TASK PROMPT » Copy each line below without leaving any out.

BEGIN DATASET CONTENT

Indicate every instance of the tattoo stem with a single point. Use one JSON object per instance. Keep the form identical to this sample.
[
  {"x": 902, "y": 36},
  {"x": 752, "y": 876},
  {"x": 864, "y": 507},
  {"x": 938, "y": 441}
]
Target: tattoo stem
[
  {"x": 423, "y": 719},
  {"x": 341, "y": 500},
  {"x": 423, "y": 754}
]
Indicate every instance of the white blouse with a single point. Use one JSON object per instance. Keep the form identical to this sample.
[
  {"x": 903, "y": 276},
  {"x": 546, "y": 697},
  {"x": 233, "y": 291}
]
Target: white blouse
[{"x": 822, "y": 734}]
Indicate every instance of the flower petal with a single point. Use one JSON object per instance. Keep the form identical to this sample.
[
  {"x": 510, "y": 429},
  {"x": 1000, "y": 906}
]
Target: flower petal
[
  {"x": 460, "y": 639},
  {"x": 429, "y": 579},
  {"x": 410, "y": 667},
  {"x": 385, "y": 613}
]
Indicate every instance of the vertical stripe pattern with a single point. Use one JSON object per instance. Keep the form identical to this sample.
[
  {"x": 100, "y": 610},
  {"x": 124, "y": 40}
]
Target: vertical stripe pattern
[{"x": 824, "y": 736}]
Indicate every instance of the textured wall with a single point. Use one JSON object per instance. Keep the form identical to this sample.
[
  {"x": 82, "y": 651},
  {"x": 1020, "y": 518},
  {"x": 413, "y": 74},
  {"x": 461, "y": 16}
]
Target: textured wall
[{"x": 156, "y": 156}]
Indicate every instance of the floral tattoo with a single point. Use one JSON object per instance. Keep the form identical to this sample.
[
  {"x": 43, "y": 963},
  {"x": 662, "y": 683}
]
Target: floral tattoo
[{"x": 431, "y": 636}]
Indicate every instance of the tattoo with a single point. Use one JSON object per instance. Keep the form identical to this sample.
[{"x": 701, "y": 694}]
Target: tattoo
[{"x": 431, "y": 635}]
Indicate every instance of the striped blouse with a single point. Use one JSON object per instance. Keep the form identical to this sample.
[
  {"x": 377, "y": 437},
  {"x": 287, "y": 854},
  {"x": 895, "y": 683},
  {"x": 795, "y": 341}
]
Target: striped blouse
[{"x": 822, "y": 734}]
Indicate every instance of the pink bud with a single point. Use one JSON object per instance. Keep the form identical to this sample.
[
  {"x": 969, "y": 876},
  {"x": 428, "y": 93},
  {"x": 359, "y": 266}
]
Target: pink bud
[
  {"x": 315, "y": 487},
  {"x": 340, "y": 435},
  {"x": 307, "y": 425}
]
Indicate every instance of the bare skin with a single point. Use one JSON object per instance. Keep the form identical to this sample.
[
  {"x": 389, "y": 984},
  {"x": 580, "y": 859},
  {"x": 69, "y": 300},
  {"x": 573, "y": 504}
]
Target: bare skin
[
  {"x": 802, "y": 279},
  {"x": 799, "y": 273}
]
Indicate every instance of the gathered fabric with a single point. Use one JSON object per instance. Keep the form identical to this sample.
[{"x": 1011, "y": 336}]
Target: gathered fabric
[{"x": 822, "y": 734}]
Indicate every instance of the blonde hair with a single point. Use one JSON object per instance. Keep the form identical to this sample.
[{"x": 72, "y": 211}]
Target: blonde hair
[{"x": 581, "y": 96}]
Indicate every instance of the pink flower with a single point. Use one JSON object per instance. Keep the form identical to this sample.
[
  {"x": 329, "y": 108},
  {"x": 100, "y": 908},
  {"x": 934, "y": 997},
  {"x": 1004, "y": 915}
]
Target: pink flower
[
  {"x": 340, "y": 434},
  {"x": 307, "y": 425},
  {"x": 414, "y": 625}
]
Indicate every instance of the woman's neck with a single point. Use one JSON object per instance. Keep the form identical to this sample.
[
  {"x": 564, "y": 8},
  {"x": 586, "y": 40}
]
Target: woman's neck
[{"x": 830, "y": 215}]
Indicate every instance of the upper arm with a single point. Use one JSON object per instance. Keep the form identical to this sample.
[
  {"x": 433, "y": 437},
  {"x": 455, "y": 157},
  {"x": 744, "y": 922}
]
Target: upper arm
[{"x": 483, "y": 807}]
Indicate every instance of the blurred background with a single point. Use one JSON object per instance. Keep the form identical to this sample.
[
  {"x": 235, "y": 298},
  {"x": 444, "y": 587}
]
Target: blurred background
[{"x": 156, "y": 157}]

END DATASET CONTENT

ANSWER TO THE EXERCISE »
Indicate every instance of the tattoo stem with a single point. Use one JSON object per instance. Keep the form identical to this sample.
[
  {"x": 902, "y": 36},
  {"x": 752, "y": 876},
  {"x": 864, "y": 507},
  {"x": 938, "y": 441}
]
Target: tattoo stem
[
  {"x": 423, "y": 719},
  {"x": 341, "y": 500},
  {"x": 423, "y": 754}
]
Indicate every instance of the white blouse with a single point. Use one JSON object per instance. Keep the form identical to this sample.
[
  {"x": 903, "y": 276},
  {"x": 546, "y": 697},
  {"x": 233, "y": 291}
]
Target: white blouse
[{"x": 822, "y": 734}]
Indicate every instance of the flower petal with a single point. Use one JSON object per instance. Keep the form identical to this sample.
[
  {"x": 510, "y": 429},
  {"x": 1000, "y": 906}
]
Target: flower petal
[
  {"x": 460, "y": 639},
  {"x": 429, "y": 579},
  {"x": 410, "y": 667},
  {"x": 385, "y": 613}
]
Indicate every instance of the vertical stripe pattern with a single point. Use one JSON object per instance. Keep the form identical to this sample.
[
  {"x": 100, "y": 610},
  {"x": 124, "y": 40}
]
Target: vertical stripe pattern
[{"x": 824, "y": 736}]
Indicate every instance of the textured wall with a single point. Use one JSON object per instance. Keep the form identical to this sample.
[
  {"x": 82, "y": 651},
  {"x": 1020, "y": 518},
  {"x": 413, "y": 74},
  {"x": 461, "y": 16}
]
Target: textured wall
[{"x": 156, "y": 156}]
Indicate every instance of the floral tattoo with a single point. Use one JSON object per instance. Keep the form identical to this sample.
[
  {"x": 43, "y": 963},
  {"x": 662, "y": 683}
]
Target: floral tattoo
[{"x": 431, "y": 636}]
Indicate every instance of the tattoo with a single point. Use one JSON object per instance. Keep the form identical to this sample.
[{"x": 701, "y": 694}]
Target: tattoo
[{"x": 431, "y": 635}]
Indicate every instance of the striped blouse with a single point. Use one JSON object per instance. Keep the form identical to this sample.
[
  {"x": 377, "y": 437},
  {"x": 287, "y": 854},
  {"x": 895, "y": 683},
  {"x": 795, "y": 341}
]
Target: striped blouse
[{"x": 822, "y": 734}]
Indicate every instance of the pink bud with a single point. Use one JSON object per instance. Keep the form identical to this sample.
[
  {"x": 969, "y": 876},
  {"x": 428, "y": 93},
  {"x": 359, "y": 266}
]
Target: pink bud
[
  {"x": 315, "y": 487},
  {"x": 340, "y": 435},
  {"x": 307, "y": 425}
]
Indicate every instance of the bare skin with a single point. Use one JSON object per instance. Keep the form identical to this sample.
[
  {"x": 389, "y": 984},
  {"x": 580, "y": 859},
  {"x": 69, "y": 300},
  {"x": 573, "y": 504}
]
Target: bare skin
[
  {"x": 802, "y": 279},
  {"x": 799, "y": 273}
]
Indicate every instance of the gathered fabric with a single point. Use one JSON object per instance. Keep the form identical to this sample.
[{"x": 1011, "y": 336}]
Target: gathered fabric
[{"x": 822, "y": 734}]
Indicate every instance of the blonde hair with a single point. Use one JSON object per instance. Keep the form identical to this sample.
[{"x": 72, "y": 211}]
Target: blonde hair
[{"x": 581, "y": 96}]
Indicate every instance of the pink flower with a single point. Use one JSON object per instance. Keep the form identical to this sample.
[
  {"x": 329, "y": 108},
  {"x": 100, "y": 908},
  {"x": 934, "y": 997},
  {"x": 1004, "y": 915}
]
Target: pink flower
[
  {"x": 340, "y": 434},
  {"x": 307, "y": 425},
  {"x": 414, "y": 625}
]
Indicate every instance of the woman's neck with a single point. Use one JSON object per instance. Keep the form identical to this sample.
[
  {"x": 564, "y": 8},
  {"x": 586, "y": 40}
]
Target: woman's neck
[{"x": 830, "y": 215}]
Indicate every instance of the upper arm with a single point. Use one JSON object per instance. Keep the form identical to this sample.
[
  {"x": 433, "y": 437},
  {"x": 455, "y": 157},
  {"x": 744, "y": 922}
]
Target: upper arm
[{"x": 483, "y": 807}]
Indicate every instance of the blurred background with a single point. Use one JSON object per instance. Keep the form identical to this sample.
[
  {"x": 235, "y": 298},
  {"x": 444, "y": 587}
]
Target: blurred background
[{"x": 156, "y": 157}]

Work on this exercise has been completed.